> [EXERCISE MATERIALS]:
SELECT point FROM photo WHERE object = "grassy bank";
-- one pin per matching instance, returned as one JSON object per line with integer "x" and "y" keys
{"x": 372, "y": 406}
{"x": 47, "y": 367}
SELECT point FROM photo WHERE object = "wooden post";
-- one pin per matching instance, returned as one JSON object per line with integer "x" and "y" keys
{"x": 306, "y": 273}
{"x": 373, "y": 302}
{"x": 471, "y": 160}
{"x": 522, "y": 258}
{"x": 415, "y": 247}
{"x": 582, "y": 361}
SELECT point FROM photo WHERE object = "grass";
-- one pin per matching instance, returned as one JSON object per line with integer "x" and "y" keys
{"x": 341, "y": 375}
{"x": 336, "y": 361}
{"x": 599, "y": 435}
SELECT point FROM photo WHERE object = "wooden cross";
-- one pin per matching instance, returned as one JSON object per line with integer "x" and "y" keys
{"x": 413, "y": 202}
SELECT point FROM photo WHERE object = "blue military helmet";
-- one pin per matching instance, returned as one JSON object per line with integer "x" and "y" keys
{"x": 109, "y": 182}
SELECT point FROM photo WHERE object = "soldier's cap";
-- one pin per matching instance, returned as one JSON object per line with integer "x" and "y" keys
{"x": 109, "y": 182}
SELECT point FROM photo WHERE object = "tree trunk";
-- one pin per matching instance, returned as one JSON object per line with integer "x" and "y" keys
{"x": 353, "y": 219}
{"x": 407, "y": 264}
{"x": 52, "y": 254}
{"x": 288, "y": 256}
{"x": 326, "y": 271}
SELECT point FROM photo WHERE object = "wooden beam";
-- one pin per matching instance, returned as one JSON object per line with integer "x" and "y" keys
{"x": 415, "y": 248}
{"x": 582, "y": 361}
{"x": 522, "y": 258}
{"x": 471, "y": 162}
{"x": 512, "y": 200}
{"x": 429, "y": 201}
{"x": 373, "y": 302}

> [PROBLEM REQUIREMENTS]:
Each line above is to be repeated exactly.

> [RESULT]:
SELECT point FROM photo WHERE object = "grassy bank";
-- one pin per matching instance, returned as one JSON object per line with integer "x" and "y" keys
{"x": 372, "y": 406}
{"x": 47, "y": 367}
SELECT point FROM photo WHERE object = "wooden post";
-- one pin per matching instance, returned as one JSON object per line with integer "x" and "y" keys
{"x": 306, "y": 273}
{"x": 373, "y": 302}
{"x": 471, "y": 160}
{"x": 522, "y": 258}
{"x": 415, "y": 247}
{"x": 582, "y": 361}
SELECT point FROM photo WHERE object = "grass";
-- one pin per matching instance, returned as one JSON object per line with integer "x" and "y" keys
{"x": 341, "y": 375}
{"x": 336, "y": 361}
{"x": 599, "y": 435}
SELECT point FROM photo WHERE object = "wooden cross";
-- one pin per matching instance, returned as one JSON object per line with integer "x" and "y" keys
{"x": 413, "y": 202}
SELECT point FROM photo WHERE object = "blue military helmet";
-- one pin per matching instance, returned as one JSON object per line with integer "x" and "y" keys
{"x": 109, "y": 182}
SELECT point FROM photo WHERE object = "soldier's cap";
-- one pin per matching instance, returned as one JSON object per line with integer "x" and "y" keys
{"x": 109, "y": 182}
SELECT point FROM photo WHERE object = "tree trunk";
-- one pin per matching instance, returned as one JSON object per line with integer "x" and "y" keys
{"x": 353, "y": 219}
{"x": 407, "y": 264}
{"x": 52, "y": 254}
{"x": 288, "y": 256}
{"x": 326, "y": 271}
SELECT point FROM photo WHERE object = "wooden beam";
-- one pin per matching instance, returned as one JSON object per line with integer "x" and "y" keys
{"x": 415, "y": 248}
{"x": 582, "y": 361}
{"x": 522, "y": 258}
{"x": 471, "y": 162}
{"x": 512, "y": 200}
{"x": 429, "y": 201}
{"x": 373, "y": 302}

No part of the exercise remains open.